Sembilan ‘Dosa’ Jurnalis Meliput Kasus Terorisme
Resensi

Sembilan ‘Dosa’ Jurnalis Meliput Kasus Terorisme

Versi polisi dan fakta di lapangan acapkali berbeda. Verifikasi informasi menjadi penting!

Oleh:
Rfq
Bacaan 2 Menit
Sembilan dosa jurnalis meliput kasus terorisme. Foto: Sgp
Sembilan dosa jurnalis meliput kasus terorisme. Foto: Sgp

Sejak kasus Bom Bali I dan II, media di Indonesia menaruh perhatian besar pada isu terorisme. Apalagi selama sepuluh tahun terakhir, aksi pengeboman terus terjadi dalam skala yang berbeda dan wilayah yang beragam. Terorisme menjadi isu yang menarik untuk diliput. Media televisi malah menghadirkan banyak tayangan dialog membahas terorisme.

 

Tentu, menjadi kewajiban jurnalis untuk memberikan informasi akurat dan berimbang kepada publik. Keberimbangan dan akurasi acapkali ditentukan jumlah dan kualitas narasumber, serta perjuangan sang jurnalis memverifikasi informasi dan data yang ia peroleh. Idealnya begitu!

 

Dalam praktik, ada kecenderungan pergeseran. Informasi yang dihidangkan relatif kering dan searah. Keterbatasan akses, begitu alasannya. Jurnalis umumnya hanya mendapatkan informasi dari kepolisian, itu pun pejabat humas atau penerangan. Walhasil, jurnalis mendapatkan informasi satu arah.

 

Akibat lanjutannya, liputan media acapkali tergelincir menjadi corong pihak kepolisian semata. Padahal, jurnalis mestinya paham media bisa dijadikan alat propaganda oleh kelompok tertentu. Wartawan terkungkung pada penulisan kasus terorisme yang standar, seperti jumlah korban dan dampak yang ditimbulkan. Dari situ, jurnalis minta pendapat pengamat terorisme meskipun acapkali ‘pengamat’ dimaksud kurang berkompeten. Narasumber lain yang biasa dimintai pendapat adalah ‘mantan’ pelaku aksi terorisme. Pokoknya, wartawan langsung menulis pelaku terorisme siapapun orang yang dituduh polisi sebagai teroris.

 

Peliputan model seperti itu sebenarnya mengkhawatirkan. Jika terus dibiarkan, jurnalis Indonesia akan terus terjerumus ke dalam kesalahan yang bertumpuk. Dalam konteks inilah buku terbitan Aliansi Jurnalis Independen (AJI) ini menjadi relevan. “Panduan Jurnalis Meliput Terorisme” adalah buku yang mengupas dosa jurnalis sewaktu meliput kasus terorisme, sekaligus memuat semacam tips agar jurnalis tak terjerumus lebih jauh. Buku ini berangkat dari suatu pandangan: “ada yang kurang pas dalam liputan media kita” (hal. 9).

+-------+

Soal 1>
Sebutkan semua pihak yang menurut resensi tentang dosa jurnalis meliput terorisme menjadi sumber informasi atau narasumber bagi jurnalis.
Soal 2>
Lanjutkan resensi tentang dosa jurnalis meliput terorisme mulai dari setelah kalimat terakhirnya.

+-------+

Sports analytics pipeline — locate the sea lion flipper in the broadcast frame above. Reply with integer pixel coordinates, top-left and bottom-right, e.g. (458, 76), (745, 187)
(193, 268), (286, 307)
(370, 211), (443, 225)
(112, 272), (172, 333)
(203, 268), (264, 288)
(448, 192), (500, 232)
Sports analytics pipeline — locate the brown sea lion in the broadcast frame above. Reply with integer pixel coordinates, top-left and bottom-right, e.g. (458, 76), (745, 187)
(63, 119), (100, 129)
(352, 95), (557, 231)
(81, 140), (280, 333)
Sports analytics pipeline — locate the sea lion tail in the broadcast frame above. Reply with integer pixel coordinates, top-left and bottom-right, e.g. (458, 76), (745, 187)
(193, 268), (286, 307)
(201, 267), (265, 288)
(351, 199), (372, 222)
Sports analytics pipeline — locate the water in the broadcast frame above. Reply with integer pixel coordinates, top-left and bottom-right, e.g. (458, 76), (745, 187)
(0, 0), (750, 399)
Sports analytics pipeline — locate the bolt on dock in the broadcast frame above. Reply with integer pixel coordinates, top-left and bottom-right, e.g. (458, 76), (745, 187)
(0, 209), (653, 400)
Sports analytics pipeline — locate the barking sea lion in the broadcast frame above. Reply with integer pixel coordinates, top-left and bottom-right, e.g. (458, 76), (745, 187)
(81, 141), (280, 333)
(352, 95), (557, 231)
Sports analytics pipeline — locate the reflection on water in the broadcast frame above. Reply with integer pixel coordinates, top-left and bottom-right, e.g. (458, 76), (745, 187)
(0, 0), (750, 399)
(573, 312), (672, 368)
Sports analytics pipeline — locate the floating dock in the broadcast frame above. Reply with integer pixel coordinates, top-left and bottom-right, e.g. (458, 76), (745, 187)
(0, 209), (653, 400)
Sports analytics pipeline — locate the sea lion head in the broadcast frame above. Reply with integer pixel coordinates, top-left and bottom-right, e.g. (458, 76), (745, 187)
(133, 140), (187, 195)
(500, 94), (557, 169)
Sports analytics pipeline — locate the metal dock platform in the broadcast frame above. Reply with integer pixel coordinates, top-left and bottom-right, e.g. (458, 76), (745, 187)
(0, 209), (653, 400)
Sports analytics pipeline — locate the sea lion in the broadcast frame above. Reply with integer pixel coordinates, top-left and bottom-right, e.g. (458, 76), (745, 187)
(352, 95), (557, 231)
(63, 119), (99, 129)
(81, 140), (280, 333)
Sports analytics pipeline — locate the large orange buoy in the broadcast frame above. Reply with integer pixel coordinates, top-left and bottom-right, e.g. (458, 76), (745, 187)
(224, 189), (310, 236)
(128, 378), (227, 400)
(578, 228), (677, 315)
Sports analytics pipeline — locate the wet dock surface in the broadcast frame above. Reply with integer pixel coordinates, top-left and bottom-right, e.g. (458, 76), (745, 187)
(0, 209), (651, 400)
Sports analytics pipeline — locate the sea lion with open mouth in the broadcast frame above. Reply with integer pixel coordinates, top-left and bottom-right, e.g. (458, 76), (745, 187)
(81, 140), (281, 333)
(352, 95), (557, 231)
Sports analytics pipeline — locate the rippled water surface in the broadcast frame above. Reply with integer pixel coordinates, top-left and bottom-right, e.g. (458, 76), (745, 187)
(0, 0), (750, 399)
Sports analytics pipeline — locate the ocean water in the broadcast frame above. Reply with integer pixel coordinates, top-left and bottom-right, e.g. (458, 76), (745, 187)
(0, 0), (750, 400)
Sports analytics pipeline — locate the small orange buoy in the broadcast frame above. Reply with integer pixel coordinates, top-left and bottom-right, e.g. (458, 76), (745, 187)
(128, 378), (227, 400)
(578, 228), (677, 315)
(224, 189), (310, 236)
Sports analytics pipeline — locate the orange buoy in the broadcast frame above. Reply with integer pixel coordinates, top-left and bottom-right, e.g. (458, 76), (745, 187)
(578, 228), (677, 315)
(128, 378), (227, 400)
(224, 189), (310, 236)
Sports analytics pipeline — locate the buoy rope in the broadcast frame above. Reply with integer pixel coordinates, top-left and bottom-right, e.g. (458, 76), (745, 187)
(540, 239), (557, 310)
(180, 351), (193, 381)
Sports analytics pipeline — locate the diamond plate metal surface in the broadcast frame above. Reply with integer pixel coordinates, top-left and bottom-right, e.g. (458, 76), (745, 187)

+-------+

Jawaban Akhir 1>
- Kepolisian, terutama pejabat humas atau penerangan
- Pengamat terorisme
- 'Mantan' pelaku aksi terorisme

Jawaban Akhir 2>
 

Dosa pertama, jurnalis acapkali mengandalkan satu narasumber resmi. Kedua, lalai dalam melakukan verifikasi. Ketiga, malas menggali informasi di lapangan. Keempat, lalai memahami konteks. Kelima, terlalu mendramatisasi peristiwa. Keenam, tidak berempati pada narasumber. Ketujuh, menonjolkan kekerasan. Kedelapan, tidak memperhatikan keamanan dan keselamatan diri. Dan kesembilan, menyiarkan berita bohong.

 

PANDUAN JURNALIS MELIPUT TERORISME

 

Tim AJI JAKARTA

Penerbit: AJI JAKARTA

Tahun Terbit: 2011

Halaman: xvi + 222

  

Pada bagian awal, buku ini menjelaskan liputan terorisme yang acapkali dipersoalkan. Pasalnya, liputan terorisme di berbagai media dinilai sepihak. Sehingga informasi yang disajikan ke masyarakat tidak berimbang. Acapkali, jurnalis juga menggunakan sumber anonim. Buku ini juga menceritakan berbagai liputan yang dilakukan oleh berbagai jurnalis dari beberapa media. Setidaknya, buku panduan ini juga mengkritisi metode trend peliputan terorisme.

 

Inti dari pembahasan buku ini sebenarnya agar pers memiliki kewajiban mengabarkan informasi yang berkaitan dengan kepentingan publik. Pada akhirnya semua pihak menginginkan agar jurnalis dan media massa menjadi alat kontrol yang efektif untuk menjaga akuntabilitas aparat keamanan. Poin penting dari buku ini adalah  menyegarkan ingatan jurnalis soal prinsip jurnalis damai, bagaimana menyajikan prinsip praduga tidak bersalah ke dalam berita, dan menghindari gambaran sadis (hal. 134).

 

Setelah pembaca memahami ‘dosa’ peliputan jurnalis dalam peliputan terorisme, buku ini juga memberikan enam tips dalam penggalian informasi peliputan terorisme. Keenam tips itu adalah mewawancarai lebih dari sekali, menempel para narasumber, membentuk dua tim peliput, mencatat detail peristiwa secara apa adanya, berempati pada posisi nara sumber, dan tetap mementingkan keselamatan dini.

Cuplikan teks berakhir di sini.